Inclusion is a central theme in your work. Why does it matter so much in pharmacogenetics?
If you’re lucky enough to more closely match the “average” study participant, you are more likely to benefit from precision medicine. But if you’re on the outside of the data you might derive less benefit or even be harmed by such as an adverse drug reaction. This is one of my primary areas of interest as a researcher and as a clinical scientist. We’re still not at the point in pharmacogenetics where everyone benefits equitably. We need to make sure that we include as many genetic and non-genetic characteristics as possible in our research.
You recently authored a Clinical Pharmacology & Therapeutics Perspective that describes how findings from a research study you conducted led to a national update to the Clinical Pharmacogenetics Implementation Consortium (CPIC) prescribing guidance. What changed, and why does that matter for inclusion in pharmacogenetics?

▶ **EXERCISE INSTRUCTIONS**:
A: In the pharmacogenetics interview, swap "precision medicine" for "personalized medicine" and write out the passage from "Inclusion is a" to "in our research.".
B: In the pharmacogenetics interview, what does the speaker say needs to be included in research?
You won't need the lines.

▶ **ENTRIES PROVIDED**:
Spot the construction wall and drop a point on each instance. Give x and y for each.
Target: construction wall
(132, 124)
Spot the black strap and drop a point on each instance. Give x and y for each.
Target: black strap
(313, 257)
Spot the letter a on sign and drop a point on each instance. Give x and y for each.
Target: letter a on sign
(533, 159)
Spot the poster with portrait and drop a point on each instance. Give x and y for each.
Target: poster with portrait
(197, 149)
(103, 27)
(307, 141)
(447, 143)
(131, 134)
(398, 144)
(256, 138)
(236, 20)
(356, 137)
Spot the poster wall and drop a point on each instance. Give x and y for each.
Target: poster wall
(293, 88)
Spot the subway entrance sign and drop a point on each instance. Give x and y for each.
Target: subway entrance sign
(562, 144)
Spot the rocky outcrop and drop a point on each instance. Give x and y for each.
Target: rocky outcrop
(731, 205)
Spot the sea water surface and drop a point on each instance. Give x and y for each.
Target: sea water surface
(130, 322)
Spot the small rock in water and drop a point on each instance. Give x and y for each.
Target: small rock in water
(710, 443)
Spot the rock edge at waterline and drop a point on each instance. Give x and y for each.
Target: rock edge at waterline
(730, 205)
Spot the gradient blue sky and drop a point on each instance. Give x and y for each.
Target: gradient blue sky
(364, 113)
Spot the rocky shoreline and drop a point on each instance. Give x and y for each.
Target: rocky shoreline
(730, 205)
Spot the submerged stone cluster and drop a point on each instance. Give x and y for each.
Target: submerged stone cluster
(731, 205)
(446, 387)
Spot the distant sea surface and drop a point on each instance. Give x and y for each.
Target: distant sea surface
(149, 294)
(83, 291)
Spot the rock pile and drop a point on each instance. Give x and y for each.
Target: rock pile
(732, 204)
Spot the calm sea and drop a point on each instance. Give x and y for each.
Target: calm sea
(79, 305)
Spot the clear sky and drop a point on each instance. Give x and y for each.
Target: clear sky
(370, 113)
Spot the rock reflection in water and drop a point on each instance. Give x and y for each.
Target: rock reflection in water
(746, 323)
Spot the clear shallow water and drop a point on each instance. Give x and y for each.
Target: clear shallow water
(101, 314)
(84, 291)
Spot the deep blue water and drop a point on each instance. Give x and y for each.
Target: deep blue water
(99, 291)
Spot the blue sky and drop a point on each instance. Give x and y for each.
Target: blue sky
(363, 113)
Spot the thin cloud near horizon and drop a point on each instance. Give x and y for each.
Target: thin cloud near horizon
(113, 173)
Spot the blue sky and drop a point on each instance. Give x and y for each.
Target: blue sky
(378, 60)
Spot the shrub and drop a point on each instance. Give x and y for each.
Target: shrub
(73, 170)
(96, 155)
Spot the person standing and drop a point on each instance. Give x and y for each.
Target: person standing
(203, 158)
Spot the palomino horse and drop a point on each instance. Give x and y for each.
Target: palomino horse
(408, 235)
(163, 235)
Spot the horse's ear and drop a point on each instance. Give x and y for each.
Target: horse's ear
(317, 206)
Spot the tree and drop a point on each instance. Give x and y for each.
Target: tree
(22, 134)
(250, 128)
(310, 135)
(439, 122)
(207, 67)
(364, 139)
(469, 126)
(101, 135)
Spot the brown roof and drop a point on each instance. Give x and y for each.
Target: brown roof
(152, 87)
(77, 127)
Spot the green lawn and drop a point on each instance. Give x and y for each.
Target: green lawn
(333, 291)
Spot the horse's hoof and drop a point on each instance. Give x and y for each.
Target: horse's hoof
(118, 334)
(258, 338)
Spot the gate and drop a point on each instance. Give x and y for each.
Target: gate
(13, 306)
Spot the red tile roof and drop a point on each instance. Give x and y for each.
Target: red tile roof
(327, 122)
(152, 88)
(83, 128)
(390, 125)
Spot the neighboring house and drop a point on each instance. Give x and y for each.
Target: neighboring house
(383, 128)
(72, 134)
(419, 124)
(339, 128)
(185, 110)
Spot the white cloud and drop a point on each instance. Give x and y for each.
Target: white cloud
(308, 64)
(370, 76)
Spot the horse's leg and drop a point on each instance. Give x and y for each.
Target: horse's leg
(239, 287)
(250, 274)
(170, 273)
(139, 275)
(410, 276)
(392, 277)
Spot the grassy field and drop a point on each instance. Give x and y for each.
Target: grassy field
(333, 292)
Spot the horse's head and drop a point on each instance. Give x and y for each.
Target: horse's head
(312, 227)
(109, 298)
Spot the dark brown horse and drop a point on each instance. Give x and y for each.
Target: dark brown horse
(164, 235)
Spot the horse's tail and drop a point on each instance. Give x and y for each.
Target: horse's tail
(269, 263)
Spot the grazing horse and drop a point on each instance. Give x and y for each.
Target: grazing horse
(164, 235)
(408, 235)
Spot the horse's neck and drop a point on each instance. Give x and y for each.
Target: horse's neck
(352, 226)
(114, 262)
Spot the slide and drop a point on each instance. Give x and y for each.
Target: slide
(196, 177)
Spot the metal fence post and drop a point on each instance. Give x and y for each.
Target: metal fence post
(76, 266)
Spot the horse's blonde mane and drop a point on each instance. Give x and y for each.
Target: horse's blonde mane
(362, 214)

▶ **RESPONSES PER TASK**:
A:
Inclusion is a central theme in your work. Why does it matter so much in pharmacogenetics?
If you’re lucky enough to more closely match the “average” study participant, you are more likely to benefit from personalized medicine. But if you’re on the outside of the data you might derive less benefit or even be harmed by such as an adverse drug reaction. This is one of my primary areas of interest as a researcher and as a clinical scientist. We’re still not at the point in pharmacogenetics where everyone benefits equitably. We need to make sure that we include as many genetic and non-genetic characteristics as possible in our research.

B: As many genetic and non-genetic characteristics as possible.